Written task »
Give the data again exactly as written, skipping any pictures.

Records to use »
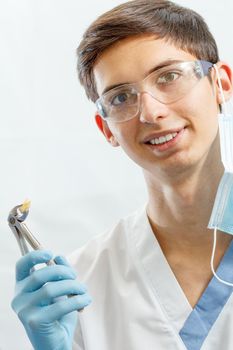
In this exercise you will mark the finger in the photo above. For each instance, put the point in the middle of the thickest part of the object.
(25, 264)
(63, 307)
(47, 274)
(50, 291)
(61, 260)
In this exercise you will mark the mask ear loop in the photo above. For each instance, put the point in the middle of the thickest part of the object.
(224, 109)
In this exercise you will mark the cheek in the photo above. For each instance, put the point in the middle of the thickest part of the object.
(125, 132)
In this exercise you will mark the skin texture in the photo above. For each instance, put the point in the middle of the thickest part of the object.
(182, 181)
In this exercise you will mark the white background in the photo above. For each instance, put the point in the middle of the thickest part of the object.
(50, 149)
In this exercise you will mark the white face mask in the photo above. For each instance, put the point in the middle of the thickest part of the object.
(222, 213)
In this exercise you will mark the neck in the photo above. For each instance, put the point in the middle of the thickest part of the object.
(179, 208)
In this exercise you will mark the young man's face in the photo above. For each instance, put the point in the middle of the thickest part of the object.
(194, 115)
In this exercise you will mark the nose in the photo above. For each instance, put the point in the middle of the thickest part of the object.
(151, 110)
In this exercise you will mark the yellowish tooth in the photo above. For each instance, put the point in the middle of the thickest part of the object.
(25, 206)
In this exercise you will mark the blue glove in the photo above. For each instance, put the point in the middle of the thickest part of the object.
(41, 303)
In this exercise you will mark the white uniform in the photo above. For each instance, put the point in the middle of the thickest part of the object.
(137, 301)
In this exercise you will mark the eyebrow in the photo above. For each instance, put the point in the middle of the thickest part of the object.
(158, 66)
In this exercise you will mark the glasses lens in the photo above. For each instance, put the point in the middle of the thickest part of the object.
(121, 103)
(166, 85)
(171, 83)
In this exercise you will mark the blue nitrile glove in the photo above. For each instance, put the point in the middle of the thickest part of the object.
(41, 302)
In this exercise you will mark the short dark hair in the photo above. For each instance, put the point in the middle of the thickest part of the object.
(182, 26)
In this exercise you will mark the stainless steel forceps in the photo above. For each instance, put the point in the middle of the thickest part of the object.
(22, 233)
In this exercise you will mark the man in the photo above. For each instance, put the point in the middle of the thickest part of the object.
(151, 67)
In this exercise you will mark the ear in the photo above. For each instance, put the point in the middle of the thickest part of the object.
(225, 74)
(104, 128)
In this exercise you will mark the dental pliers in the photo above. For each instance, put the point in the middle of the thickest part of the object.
(22, 233)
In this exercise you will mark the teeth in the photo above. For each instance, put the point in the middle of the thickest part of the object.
(163, 139)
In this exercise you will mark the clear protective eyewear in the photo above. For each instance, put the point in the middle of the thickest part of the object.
(167, 85)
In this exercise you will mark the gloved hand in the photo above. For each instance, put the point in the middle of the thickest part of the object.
(41, 303)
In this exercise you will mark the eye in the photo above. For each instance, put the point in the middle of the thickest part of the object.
(168, 77)
(121, 98)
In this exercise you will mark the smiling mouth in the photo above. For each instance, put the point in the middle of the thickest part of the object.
(162, 139)
(164, 142)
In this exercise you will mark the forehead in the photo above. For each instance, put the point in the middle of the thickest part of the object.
(130, 59)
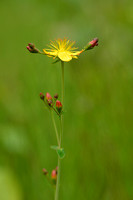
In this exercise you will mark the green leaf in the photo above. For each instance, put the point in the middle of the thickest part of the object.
(54, 147)
(61, 153)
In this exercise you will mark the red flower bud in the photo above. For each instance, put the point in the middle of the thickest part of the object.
(54, 174)
(94, 42)
(56, 96)
(48, 96)
(58, 106)
(45, 172)
(41, 96)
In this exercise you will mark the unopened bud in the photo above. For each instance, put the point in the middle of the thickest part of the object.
(54, 174)
(50, 103)
(45, 172)
(48, 96)
(91, 44)
(58, 106)
(56, 96)
(41, 96)
(32, 49)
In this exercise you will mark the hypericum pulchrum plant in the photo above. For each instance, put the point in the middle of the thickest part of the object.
(61, 51)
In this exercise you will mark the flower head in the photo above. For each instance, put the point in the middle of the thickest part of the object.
(62, 49)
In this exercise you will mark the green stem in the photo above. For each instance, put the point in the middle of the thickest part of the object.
(56, 131)
(61, 133)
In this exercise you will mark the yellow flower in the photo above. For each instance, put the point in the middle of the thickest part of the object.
(62, 49)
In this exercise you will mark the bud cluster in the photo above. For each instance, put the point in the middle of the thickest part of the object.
(53, 178)
(52, 103)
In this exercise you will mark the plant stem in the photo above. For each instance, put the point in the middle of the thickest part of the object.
(61, 133)
(57, 136)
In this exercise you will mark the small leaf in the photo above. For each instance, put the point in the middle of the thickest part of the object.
(61, 153)
(54, 147)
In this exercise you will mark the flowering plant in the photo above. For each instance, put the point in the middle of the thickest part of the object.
(64, 51)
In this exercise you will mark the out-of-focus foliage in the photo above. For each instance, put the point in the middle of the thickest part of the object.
(98, 100)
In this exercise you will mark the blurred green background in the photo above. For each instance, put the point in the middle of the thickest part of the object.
(98, 127)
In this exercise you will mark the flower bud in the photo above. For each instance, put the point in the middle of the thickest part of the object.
(58, 106)
(50, 102)
(32, 49)
(54, 174)
(41, 96)
(91, 44)
(48, 96)
(56, 96)
(45, 172)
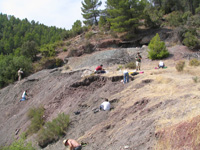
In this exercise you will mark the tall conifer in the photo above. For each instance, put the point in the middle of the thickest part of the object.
(125, 14)
(90, 11)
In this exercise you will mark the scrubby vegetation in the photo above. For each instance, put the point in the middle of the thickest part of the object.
(37, 120)
(53, 130)
(130, 65)
(10, 64)
(47, 132)
(194, 62)
(47, 63)
(180, 65)
(19, 144)
(157, 49)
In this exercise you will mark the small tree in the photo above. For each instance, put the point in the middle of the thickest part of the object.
(157, 48)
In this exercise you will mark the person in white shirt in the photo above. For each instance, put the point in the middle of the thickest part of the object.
(105, 105)
(126, 76)
(161, 64)
(20, 74)
(24, 96)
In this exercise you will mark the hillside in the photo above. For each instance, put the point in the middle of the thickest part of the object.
(156, 110)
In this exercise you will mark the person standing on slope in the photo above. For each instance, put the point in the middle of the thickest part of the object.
(20, 74)
(138, 61)
(105, 105)
(73, 145)
(24, 96)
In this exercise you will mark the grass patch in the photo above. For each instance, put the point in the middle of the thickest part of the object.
(88, 35)
(37, 121)
(53, 130)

Task solution »
In this exercise you will mark the finger in the photo above. For each instance, put the point in the middle of the thickest part of the object.
(25, 264)
(63, 307)
(47, 274)
(50, 291)
(61, 260)
In this exercise you will mark the mask ear loop in the photo above. For each instance, put the point in the middle of the thickest part of the object.
(224, 109)
In this exercise you will mark the cheek in the photo above. For each instance, put the point in the middle of the thickest part of the object.
(125, 132)
In this exercise you will mark the skin texture in the photo above. For each instance, put the point in the middle of the thickest part of the object.
(182, 181)
In this exercise you will mark the white background in the photo above. For each instance, put the point in the middle of the thickest part of the object.
(50, 149)
In this exercise you will mark the white face mask in the photo above. For each instance, put the point in the middle of the thickest part of the object.
(222, 213)
In this exercise you will mark the neck in the photo above. For each instance, put the point in the middle of the thickest part of the object.
(179, 208)
In this exercise you will mark the young man's face in the photo above. For each instance, put the point in the middle of the thickest part of the object.
(194, 115)
In this exercise you will mark the nose in the photo above. For each instance, put the point in the middle of the thickest part of the object.
(151, 110)
In this exercise you will mark the yellowish tooth in the photo above. For each instance, put the point in the middle of the thickest part of the object.
(25, 206)
In this exercise you will mark the blue glove in the photo above. For each instance, put the point in the middle of the thickest part of the object.
(41, 303)
In this exercise you will mark the white uniform in the photo above. For each instance, put the point in the middle of the thickest part of the object.
(137, 301)
In this exercise you will mark the eyebrow in the photo above. For each instance, put the point in the middle of the thickest part of the object.
(158, 66)
In this exercise you will mark the glasses lens in the photo above. For each instance, put the point in the middle of the thickest part of the object.
(121, 103)
(166, 85)
(171, 83)
In this exercise you will mark the blue nitrile glove in the photo above. For each instance, put the point in the middle of the thickest part of the object.
(41, 302)
In this exercise you will mark the short dark hair in the photo above. For each instance, put the point in the middle of the thickest part of the object.
(182, 26)
In this exercise you will mark the stainless steel forceps in the photo above. For each instance, put the point in the middle of the thickest part of the object.
(22, 233)
In this exercise you will mark the man in the photo above. For each instance, put the point in the middle of the thickest part of the object.
(151, 67)
In this exercise you will mark the ear in the photo above. For each instance, put the point in the middle of the thickest part of the object.
(225, 74)
(104, 128)
In this exercise you will mark the dental pliers in the photo above. For each instance, put the point in the middle of the thickest part of the object.
(22, 233)
In this exercise you will mark the teeth in the photo above. For each instance, put the point in the middle of the thickest part of the object.
(163, 139)
In this exercise you will mark the clear protective eyewear in the photo above. For each instance, put the point in the middle of the thickest part of the object.
(167, 85)
In this exercise you will mark the gloved hand in the photo above. For each instance, put the point in the middle of the thickest part of the object.
(41, 303)
In this exercise you will mark the eye in the photo above. For each instance, put the point in the middle of the thickest part of the object.
(168, 77)
(121, 98)
In this exercise you will mark the smiling mouth in the photo above. For each instance, put the point in the middle of the thickest part of the object.
(162, 139)
(164, 142)
In this exercise you will mark the forehead in the photo above. For each instance, put the point in the middle of the thickest part of the object.
(130, 59)
In this exercise you will mark the green leaf in the photo above. For each instance, put the point in the middle of the thickest part of the object.
(54, 147)
(61, 153)
In this exercise you will mark the red flower bud in the photo above. For each instance, put the point in the middle of the thickest part of the object.
(54, 174)
(94, 42)
(56, 96)
(48, 96)
(58, 106)
(45, 172)
(41, 96)
In this exercise you will mark the unopened bud in the photo above. For each instance, put the point in the middle of the thickest part of the object.
(54, 174)
(50, 103)
(45, 172)
(48, 96)
(91, 44)
(58, 106)
(56, 96)
(41, 96)
(32, 49)
In this exercise you will mark the hypericum pulchrum plant in the photo above. For each instance, put the point in the middle of the thickest part of the object.
(61, 51)
In this exercise you will mark the flower head in the photo above. For each instance, put the point in the middle of the thickest part of the object.
(62, 49)
In this exercise you will mark the green stem in the photo above. For each instance, put the point in the middle of the thickest part of the object.
(56, 131)
(61, 133)
In this exercise you will mark the yellow flower in the photo above. For each instance, put the point in the middle of the thickest part of the object.
(62, 49)
In this exercise you will mark the bud cluster in the photo above. For each instance, put the point in the middle of the thickest part of the object.
(53, 178)
(52, 103)
In this exercise you will mark the plant stem in the photo above. For each instance, put the point in the middle of the thickest part of the object.
(61, 133)
(57, 136)
In this exercise you will mark the small leaf in the photo above. For each instance, put the point in the middle of the thickest part of the object.
(61, 153)
(54, 147)
In this exercise you will mark the flowering plant in the photo above. For each instance, put the point in the middle of the thickest part of the object.
(64, 51)
In this exercise you will mark the out-of-focus foliage in the photo above. For each instance, put the point in the middle of the thickest part of the object.
(98, 100)
In this exercise you will mark the blurred green background in the photo above. For each instance, put the point in the middle of the thickest part of the object.
(98, 127)
In this exercise you will mark the flower bud in the photo above. For each instance, put the point in the middle of the thickest part of the object.
(58, 106)
(50, 102)
(32, 49)
(54, 174)
(41, 96)
(91, 44)
(48, 96)
(56, 96)
(45, 172)
In this exercise you will mark the tall conifer in the photo above. For each instance, put the point in the middle of the thickest part of the object.
(125, 14)
(90, 11)
In this exercise you will mark the scrubby vegetation in the photo above. For each instance, put the point in the middle of the thickest part of the object.
(37, 120)
(53, 130)
(130, 65)
(10, 64)
(47, 132)
(194, 62)
(47, 63)
(180, 65)
(19, 144)
(157, 49)
In this exercise you will mark the small tree in the photo above. For each instance, put the point in the middle of the thickest part of the object.
(157, 48)
In this exercise you will mark the person in white shirt in the photo above. For each instance, put the point in the middle of the thickest part of the object.
(105, 105)
(126, 76)
(161, 64)
(20, 74)
(24, 96)
In this exercise you will mark the hillside in the photo above. For each instance, put the point in the middle of the thickest part of the object.
(156, 110)
In this exercise you will mark the person standing on slope in the photo above. For each instance, put the point in the middle of the thickest part of the object.
(20, 74)
(138, 61)
(105, 105)
(73, 145)
(24, 96)
In this exercise you will mark the grass patch in the photo above. For each instance, put the point in the middle of the thickest part of the object.
(88, 35)
(37, 121)
(53, 130)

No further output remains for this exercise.